**Problem A:**
Answer these questions from the speech below:
(i) At which university did Ajit Singh study with the speaker?
(ii) Which writer does the speech name for the Italians?
(iii) When did the first celebration of Burns's birth take place?

**Document segment:**
--- start ---

The
Immortal Memory By Len Murray
Ajit
Singh was a student with me at Glasgow University.
One Burns day he asked me why do the Scots make such a fuss about Robert
Burns?
I said probably because he was a good poet.
But Ajit had other questions for me.
In his native Calcutta there is apparently a very celebrated Burns Supper
every year.
And he asked me why this should be?
What did Robert Burns have to do with India?
And, ladies and gentlemen, I'm sorry to say that I couldn't tell him.
And thus it was that I started to wonder
why Robert Burns is so important to us.
We have other poets, and other writers, and other heroes, yet we do not
afford them the veneration that we afford to Robert Burns.
And why should this be?
Perhaps more importantly why should other nations and other peoples celebrate
the birth of a Scottish poet?
And why are these celebrations so unique?
The English have Shakespeare; the Irish have Joyce; the Americans have
Longfellow; the Italians have Dante; the Germans have Goethe.
Every one of them an internationally known and respected figure.
But to none of them is paid the type of homage that is paid to Burns,
even in their own country let alone abroad.
There is no institution of a Shakespeare supper nor any Joyce Junket nor
Longfellow Lunch nor Dante Dinner.
Not even a Goethe Guzzle.
There is no international acclaim of any of these writers, great tho they
may be.
Yet Burns is universally acclaimed.
Why should all of this be?
Ever since the first celebration of
his birth in January of 1801 the institution of the Burns Supper has existed.
And a chain of universal friendship and fellowship encircles the world
because of it.
Wherever friends meet and friends eat the name of Robert Burns is revered.

--- end ---

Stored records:
--- start ---

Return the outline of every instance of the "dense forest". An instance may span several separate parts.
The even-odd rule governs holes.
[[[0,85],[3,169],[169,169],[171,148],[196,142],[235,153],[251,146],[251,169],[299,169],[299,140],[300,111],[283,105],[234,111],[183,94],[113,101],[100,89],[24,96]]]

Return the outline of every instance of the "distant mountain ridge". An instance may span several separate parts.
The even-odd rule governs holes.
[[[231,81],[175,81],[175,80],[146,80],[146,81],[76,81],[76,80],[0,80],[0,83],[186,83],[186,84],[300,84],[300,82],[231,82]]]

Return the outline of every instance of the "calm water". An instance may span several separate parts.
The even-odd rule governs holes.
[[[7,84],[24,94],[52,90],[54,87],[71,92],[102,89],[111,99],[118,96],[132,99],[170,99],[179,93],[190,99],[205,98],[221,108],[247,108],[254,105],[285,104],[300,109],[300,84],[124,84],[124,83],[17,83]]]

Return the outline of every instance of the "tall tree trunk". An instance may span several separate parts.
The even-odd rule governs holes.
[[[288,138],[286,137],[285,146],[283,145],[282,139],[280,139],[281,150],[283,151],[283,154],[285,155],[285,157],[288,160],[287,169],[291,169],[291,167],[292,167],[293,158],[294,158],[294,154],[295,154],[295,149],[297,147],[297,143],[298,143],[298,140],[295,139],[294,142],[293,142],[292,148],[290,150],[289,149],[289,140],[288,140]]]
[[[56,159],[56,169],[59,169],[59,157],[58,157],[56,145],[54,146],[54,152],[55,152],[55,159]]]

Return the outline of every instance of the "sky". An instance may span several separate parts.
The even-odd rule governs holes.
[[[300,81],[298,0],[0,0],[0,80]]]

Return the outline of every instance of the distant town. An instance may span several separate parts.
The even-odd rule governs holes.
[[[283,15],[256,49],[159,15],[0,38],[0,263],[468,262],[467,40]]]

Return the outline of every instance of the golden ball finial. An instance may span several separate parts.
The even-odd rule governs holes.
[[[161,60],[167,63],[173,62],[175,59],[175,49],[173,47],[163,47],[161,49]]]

--- end ---

**Problem B:**
Please substitute "spire ornament" for "ball finial" in the stored records, from the line with "Return the outline of every instance of the golden" up to and including the last line of the records. Return only those lines, with everything else left as it is.

**Full response A:**
(i) Glasgow University
(ii) Dante
(iii) In January of 1801

**Full response B:**
Return the outline of every instance of the golden spire ornament. An instance may span several separate parts.
The even-odd rule governs holes.
[[[161,60],[167,63],[173,62],[175,59],[175,49],[173,47],[163,47],[161,49]]]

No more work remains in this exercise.